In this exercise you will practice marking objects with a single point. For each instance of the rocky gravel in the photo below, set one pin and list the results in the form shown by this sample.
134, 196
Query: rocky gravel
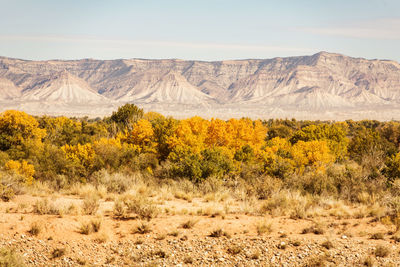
203, 251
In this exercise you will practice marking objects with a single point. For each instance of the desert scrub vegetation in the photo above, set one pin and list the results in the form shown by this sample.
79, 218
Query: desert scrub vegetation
140, 205
10, 258
281, 167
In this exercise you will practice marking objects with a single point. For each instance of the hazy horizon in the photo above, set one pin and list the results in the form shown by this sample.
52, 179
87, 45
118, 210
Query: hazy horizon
206, 30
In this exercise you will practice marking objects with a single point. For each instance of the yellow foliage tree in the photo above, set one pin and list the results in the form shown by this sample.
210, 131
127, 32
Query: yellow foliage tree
315, 154
142, 136
23, 168
20, 132
81, 158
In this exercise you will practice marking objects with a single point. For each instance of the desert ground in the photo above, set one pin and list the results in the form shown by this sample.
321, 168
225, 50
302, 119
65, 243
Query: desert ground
170, 225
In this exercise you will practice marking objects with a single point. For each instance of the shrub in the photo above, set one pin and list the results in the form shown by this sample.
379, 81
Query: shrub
43, 206
327, 244
10, 258
89, 227
6, 192
381, 251
234, 249
35, 229
189, 224
85, 228
141, 206
317, 229
58, 252
90, 204
263, 227
142, 228
377, 236
219, 233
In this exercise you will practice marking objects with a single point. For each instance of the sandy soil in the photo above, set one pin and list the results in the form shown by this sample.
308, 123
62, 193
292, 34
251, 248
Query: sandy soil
169, 244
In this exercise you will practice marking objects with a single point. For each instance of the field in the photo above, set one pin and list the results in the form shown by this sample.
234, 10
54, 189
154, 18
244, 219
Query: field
139, 189
177, 223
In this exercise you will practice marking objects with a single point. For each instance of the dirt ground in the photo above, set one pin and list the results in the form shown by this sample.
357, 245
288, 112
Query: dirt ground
215, 239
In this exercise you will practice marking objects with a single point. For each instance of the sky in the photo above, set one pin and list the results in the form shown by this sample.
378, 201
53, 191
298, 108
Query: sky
198, 29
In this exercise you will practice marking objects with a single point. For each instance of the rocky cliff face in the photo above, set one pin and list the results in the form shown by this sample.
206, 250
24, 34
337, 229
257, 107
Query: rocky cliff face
323, 85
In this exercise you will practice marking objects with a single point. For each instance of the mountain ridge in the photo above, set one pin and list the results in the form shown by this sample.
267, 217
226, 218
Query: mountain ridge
319, 84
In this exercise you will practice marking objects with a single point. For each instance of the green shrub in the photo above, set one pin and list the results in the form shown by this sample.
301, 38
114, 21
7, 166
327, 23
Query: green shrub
10, 258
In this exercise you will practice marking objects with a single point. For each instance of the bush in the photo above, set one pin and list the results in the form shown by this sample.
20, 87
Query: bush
43, 206
381, 251
114, 182
90, 204
141, 206
35, 229
10, 258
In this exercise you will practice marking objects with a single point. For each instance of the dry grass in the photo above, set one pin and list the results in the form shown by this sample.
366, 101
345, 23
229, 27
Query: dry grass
219, 233
90, 204
317, 228
10, 258
263, 227
43, 206
57, 253
142, 228
189, 224
234, 249
141, 205
381, 251
35, 229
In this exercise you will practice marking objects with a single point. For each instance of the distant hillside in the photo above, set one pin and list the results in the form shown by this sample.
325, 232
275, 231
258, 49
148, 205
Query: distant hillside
324, 85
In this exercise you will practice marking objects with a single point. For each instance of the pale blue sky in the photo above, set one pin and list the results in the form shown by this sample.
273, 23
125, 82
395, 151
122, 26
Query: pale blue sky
198, 29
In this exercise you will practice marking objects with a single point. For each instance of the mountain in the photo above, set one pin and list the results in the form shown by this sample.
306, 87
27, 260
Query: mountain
8, 90
62, 87
320, 86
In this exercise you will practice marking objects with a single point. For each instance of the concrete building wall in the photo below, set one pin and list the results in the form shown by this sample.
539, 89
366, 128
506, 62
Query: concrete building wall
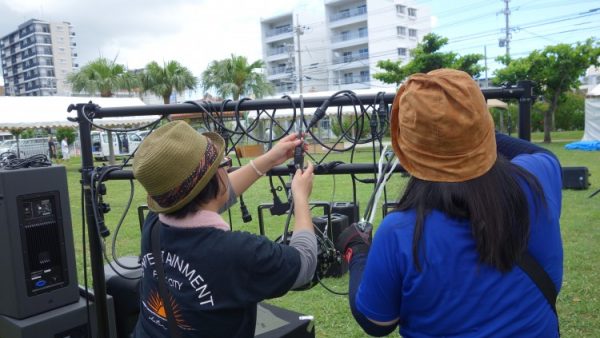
62, 52
36, 58
342, 43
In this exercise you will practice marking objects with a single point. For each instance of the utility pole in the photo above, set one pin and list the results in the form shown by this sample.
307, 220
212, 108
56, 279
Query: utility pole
485, 61
299, 30
506, 41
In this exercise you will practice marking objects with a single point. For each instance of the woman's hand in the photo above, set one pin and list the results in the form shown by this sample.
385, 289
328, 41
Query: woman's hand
302, 183
284, 149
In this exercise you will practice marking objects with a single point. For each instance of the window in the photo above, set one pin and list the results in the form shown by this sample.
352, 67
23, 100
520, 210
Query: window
347, 56
362, 32
364, 76
344, 13
347, 78
363, 53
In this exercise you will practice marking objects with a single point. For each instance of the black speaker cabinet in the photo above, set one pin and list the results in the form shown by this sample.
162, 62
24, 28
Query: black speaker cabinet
339, 222
124, 286
575, 178
68, 321
36, 242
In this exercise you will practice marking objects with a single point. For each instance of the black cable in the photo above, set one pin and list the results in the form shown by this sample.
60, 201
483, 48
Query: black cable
34, 161
85, 283
329, 289
113, 249
114, 130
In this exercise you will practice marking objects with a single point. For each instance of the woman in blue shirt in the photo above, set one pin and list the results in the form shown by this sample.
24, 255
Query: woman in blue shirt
446, 262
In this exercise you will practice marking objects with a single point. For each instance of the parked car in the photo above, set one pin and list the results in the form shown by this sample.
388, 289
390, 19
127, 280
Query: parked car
123, 144
143, 133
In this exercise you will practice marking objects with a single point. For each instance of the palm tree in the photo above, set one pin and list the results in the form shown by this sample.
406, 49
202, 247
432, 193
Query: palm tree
102, 76
235, 77
162, 81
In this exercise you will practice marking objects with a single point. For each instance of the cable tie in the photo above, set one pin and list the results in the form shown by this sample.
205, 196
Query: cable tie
258, 172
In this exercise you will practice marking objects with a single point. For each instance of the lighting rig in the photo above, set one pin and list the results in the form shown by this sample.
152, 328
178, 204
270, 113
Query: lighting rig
369, 122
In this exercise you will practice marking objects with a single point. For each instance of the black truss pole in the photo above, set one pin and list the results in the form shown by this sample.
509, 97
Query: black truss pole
523, 92
95, 245
309, 102
525, 102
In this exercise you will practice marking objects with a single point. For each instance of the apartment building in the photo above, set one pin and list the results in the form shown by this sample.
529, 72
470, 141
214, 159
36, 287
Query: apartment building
37, 57
340, 44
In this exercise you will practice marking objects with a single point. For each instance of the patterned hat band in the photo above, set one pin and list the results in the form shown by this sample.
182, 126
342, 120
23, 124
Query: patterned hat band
175, 195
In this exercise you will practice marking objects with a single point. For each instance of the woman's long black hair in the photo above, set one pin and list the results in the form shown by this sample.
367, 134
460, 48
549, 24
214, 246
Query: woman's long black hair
494, 203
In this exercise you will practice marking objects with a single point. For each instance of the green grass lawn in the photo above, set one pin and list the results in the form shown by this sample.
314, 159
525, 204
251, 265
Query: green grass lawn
578, 302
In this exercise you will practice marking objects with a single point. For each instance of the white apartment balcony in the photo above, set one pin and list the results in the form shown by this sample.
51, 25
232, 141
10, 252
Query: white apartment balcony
281, 33
354, 60
278, 53
348, 17
347, 39
354, 82
278, 73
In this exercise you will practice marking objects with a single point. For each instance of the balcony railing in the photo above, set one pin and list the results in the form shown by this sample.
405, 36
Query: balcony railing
350, 58
279, 30
280, 70
348, 14
276, 51
349, 36
355, 79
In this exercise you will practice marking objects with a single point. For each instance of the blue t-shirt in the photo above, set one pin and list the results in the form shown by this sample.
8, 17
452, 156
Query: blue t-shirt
215, 277
453, 295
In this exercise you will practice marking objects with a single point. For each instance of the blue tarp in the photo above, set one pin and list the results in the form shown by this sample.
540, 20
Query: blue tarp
584, 145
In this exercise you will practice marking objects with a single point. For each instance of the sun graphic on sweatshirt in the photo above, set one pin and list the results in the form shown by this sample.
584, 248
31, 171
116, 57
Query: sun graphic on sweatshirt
156, 305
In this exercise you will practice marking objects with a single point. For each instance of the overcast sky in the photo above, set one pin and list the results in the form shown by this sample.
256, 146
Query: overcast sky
197, 32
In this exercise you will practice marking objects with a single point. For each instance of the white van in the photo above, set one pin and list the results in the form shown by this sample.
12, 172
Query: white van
123, 144
27, 147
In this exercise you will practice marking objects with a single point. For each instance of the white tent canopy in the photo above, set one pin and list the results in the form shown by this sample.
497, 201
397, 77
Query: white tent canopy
24, 112
592, 115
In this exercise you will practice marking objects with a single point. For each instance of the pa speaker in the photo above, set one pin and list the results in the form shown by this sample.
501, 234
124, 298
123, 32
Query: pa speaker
36, 242
68, 321
575, 178
346, 208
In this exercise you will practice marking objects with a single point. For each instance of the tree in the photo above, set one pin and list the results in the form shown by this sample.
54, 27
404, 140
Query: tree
555, 70
102, 76
69, 133
235, 77
162, 81
427, 57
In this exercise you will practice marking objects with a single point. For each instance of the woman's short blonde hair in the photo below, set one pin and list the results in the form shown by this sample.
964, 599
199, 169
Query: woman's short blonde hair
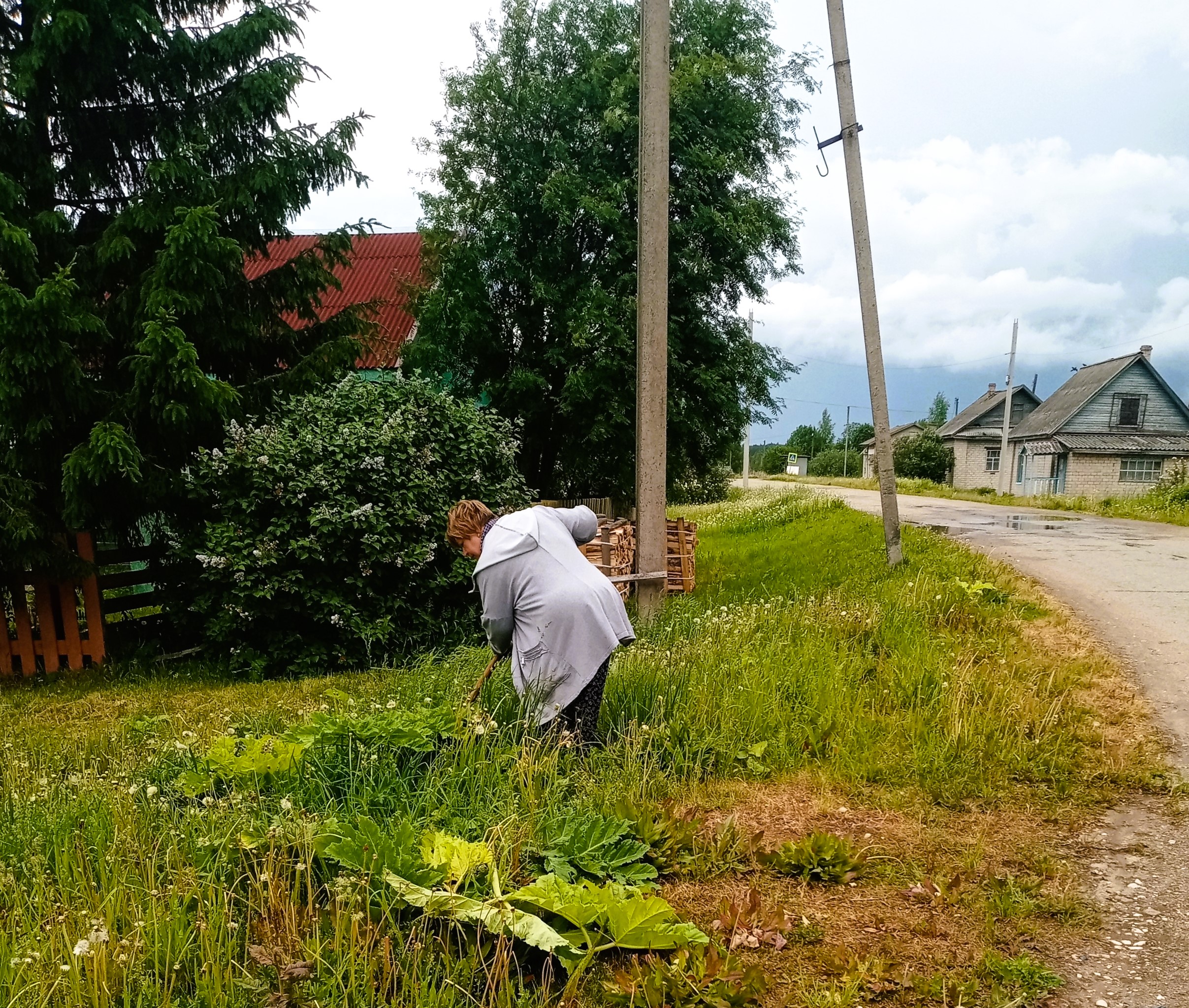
465, 520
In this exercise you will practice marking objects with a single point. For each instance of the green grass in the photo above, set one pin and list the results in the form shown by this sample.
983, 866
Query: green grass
1163, 503
800, 653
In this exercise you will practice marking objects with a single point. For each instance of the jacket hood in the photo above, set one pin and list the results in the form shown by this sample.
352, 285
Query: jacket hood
511, 536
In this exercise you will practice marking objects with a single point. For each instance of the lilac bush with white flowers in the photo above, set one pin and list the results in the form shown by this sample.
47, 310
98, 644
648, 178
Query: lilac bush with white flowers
320, 541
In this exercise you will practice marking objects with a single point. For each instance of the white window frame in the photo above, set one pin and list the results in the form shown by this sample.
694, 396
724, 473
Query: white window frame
1117, 410
1139, 469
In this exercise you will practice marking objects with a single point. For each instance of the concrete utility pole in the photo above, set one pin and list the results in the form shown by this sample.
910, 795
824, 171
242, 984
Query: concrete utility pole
1005, 469
846, 442
652, 300
747, 427
870, 314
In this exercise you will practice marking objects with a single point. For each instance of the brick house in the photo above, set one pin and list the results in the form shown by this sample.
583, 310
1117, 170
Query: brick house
1110, 431
976, 436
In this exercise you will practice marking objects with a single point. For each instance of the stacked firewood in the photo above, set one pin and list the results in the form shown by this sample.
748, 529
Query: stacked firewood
682, 541
614, 549
614, 552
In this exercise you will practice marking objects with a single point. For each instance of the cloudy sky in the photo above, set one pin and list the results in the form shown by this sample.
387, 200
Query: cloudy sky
1023, 159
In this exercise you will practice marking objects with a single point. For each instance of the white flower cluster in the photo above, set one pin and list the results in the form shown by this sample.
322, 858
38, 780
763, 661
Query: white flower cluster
88, 945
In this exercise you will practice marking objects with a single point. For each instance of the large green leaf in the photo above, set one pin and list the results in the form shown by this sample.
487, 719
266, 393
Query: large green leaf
611, 914
598, 847
367, 848
649, 923
456, 857
241, 757
494, 914
582, 904
419, 729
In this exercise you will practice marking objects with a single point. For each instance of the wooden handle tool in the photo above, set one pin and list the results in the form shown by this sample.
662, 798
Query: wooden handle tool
486, 674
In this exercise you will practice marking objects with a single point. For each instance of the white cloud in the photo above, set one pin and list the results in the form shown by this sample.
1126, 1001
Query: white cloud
967, 239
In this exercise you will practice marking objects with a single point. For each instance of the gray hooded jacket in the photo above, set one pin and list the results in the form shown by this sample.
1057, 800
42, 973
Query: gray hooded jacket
548, 604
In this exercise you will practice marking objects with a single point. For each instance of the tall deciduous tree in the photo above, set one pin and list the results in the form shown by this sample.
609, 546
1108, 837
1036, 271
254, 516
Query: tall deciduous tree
938, 410
532, 232
144, 150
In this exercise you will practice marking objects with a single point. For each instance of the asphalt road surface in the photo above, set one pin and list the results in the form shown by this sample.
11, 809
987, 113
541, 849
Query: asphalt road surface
1130, 582
1127, 579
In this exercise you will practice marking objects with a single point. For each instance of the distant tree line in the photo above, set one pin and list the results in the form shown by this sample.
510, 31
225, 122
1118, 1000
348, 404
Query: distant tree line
834, 452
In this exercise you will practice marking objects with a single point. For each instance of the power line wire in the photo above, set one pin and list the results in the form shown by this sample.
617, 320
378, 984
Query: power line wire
1066, 353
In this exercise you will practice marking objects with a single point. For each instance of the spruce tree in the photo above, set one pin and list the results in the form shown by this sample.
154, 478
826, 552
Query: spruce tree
145, 149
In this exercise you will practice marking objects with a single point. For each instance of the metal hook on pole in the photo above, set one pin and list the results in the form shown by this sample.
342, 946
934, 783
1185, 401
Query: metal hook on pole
823, 174
823, 144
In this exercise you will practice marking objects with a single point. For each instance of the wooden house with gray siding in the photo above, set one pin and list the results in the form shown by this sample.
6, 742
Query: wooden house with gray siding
1110, 431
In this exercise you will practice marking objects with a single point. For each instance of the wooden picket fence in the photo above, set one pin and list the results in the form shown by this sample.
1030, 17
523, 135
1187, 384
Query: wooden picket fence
54, 625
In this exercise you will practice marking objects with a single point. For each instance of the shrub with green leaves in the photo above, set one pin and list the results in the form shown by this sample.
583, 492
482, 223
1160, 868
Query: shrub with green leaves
691, 978
320, 541
923, 457
818, 857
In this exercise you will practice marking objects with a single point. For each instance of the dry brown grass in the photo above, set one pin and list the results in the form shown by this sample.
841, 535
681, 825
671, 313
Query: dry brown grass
875, 919
875, 925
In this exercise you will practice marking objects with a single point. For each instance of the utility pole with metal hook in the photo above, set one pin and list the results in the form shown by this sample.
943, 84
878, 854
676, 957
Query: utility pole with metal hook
1005, 470
849, 137
846, 442
652, 300
747, 426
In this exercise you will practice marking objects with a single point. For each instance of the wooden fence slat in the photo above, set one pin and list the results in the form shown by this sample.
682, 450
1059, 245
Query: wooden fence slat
5, 643
92, 603
128, 554
73, 641
124, 579
24, 630
49, 634
124, 603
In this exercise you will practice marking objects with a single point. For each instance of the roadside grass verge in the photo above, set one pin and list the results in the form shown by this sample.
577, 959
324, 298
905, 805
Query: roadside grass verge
1168, 504
941, 706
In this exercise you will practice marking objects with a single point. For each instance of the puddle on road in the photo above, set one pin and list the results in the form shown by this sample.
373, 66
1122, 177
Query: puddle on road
1021, 523
1029, 523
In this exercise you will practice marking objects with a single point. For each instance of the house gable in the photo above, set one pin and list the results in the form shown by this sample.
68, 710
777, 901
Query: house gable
1161, 410
985, 416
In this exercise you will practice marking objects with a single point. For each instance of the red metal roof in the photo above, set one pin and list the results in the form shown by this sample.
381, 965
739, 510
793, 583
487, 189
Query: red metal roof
380, 263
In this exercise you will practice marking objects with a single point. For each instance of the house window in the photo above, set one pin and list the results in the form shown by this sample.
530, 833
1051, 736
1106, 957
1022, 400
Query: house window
1127, 410
1139, 470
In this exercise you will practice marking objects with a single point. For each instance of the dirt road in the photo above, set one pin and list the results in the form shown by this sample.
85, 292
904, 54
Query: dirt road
1130, 582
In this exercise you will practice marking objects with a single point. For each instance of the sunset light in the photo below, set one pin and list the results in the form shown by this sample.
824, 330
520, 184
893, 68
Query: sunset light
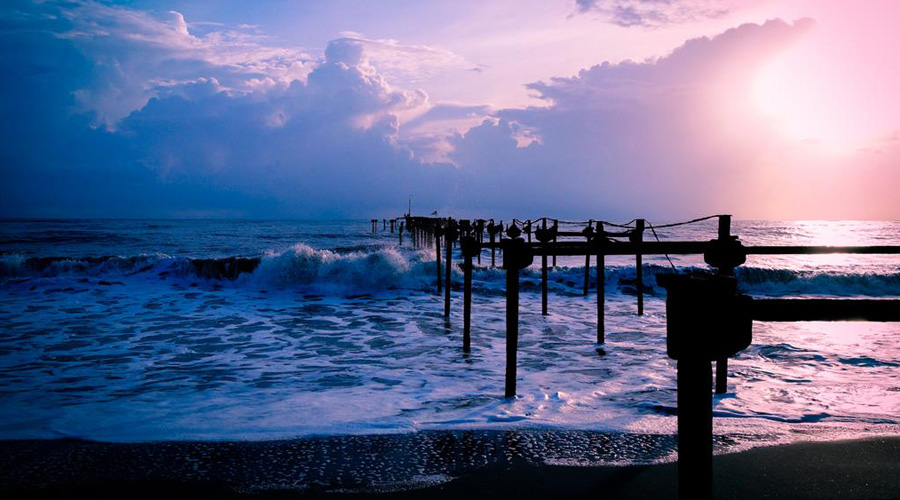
450, 249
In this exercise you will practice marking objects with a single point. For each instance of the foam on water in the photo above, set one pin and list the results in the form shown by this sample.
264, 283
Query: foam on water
298, 340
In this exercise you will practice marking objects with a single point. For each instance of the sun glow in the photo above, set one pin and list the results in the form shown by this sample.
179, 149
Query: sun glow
806, 105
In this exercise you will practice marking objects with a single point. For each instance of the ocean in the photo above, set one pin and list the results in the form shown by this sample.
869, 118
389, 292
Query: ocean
220, 330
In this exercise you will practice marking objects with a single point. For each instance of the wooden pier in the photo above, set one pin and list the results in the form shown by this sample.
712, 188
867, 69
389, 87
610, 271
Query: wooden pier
707, 319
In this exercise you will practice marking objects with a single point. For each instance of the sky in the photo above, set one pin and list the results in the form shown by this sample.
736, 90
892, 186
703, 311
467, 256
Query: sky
665, 109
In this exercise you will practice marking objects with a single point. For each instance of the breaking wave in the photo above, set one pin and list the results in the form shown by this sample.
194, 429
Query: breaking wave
385, 268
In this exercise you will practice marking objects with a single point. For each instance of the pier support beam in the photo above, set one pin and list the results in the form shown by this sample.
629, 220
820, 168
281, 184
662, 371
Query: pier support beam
601, 293
469, 246
450, 233
639, 264
515, 258
438, 232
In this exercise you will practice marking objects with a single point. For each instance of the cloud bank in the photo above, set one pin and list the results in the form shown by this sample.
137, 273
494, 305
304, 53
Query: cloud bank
111, 112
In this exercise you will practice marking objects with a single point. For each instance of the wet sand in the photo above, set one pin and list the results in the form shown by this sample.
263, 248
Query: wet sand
437, 465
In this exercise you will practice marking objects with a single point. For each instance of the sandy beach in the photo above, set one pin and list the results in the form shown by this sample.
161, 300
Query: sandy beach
857, 469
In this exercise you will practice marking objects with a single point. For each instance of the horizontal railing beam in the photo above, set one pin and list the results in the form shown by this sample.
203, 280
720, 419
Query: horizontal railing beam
825, 310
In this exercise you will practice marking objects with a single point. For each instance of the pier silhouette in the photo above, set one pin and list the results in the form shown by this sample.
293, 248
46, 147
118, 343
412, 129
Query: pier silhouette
708, 320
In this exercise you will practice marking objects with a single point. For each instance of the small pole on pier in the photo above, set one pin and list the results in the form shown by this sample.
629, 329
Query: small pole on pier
722, 363
438, 231
639, 264
450, 234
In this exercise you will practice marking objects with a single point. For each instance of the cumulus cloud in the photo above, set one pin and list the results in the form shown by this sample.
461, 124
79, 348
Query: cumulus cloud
662, 135
653, 13
204, 119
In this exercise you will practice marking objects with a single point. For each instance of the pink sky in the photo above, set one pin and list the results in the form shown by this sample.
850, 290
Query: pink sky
765, 109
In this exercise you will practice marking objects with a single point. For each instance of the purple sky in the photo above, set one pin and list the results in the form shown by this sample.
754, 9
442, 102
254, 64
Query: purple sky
589, 108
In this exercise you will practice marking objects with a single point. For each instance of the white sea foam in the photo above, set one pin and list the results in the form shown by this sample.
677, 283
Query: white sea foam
301, 340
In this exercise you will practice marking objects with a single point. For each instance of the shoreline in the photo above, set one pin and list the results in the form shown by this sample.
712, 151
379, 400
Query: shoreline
440, 464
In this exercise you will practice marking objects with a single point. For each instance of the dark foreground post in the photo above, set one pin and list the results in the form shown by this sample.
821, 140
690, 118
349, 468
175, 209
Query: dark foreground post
639, 264
706, 319
515, 258
694, 429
☆ ☆ ☆ ☆
### Written request
Copy out exactly the lines between the line with "of the purple" and the last line of the entries, counting both of those lines.

### Answer to this problem
In this exercise you will practice marking objects with a single point. For each instance of the purple sky in the photo above, set one pin and list the results in the form shown by this sample.
754, 9
442, 102
254, 64
Query: purple sky
589, 108
In this exercise you will practice marking objects with a single point. For each instance of the white sea foam in the photo above, set one pin and list the results in the form shown by this sample.
677, 283
Query: white sea foam
301, 340
In this exercise you will practice marking objects with a single point. For each instance of the shoreline in the photo above, set one pin and list the results in the form shown by this sample.
712, 151
379, 400
Query: shoreline
440, 464
In this exercise you will practice marking objects with a single point. For each instance of the dark foreground post in the photo above, set one pin and list the results in the form shown by this sample.
821, 140
690, 118
349, 468
175, 209
Query: dark foreground post
639, 264
706, 319
515, 258
694, 429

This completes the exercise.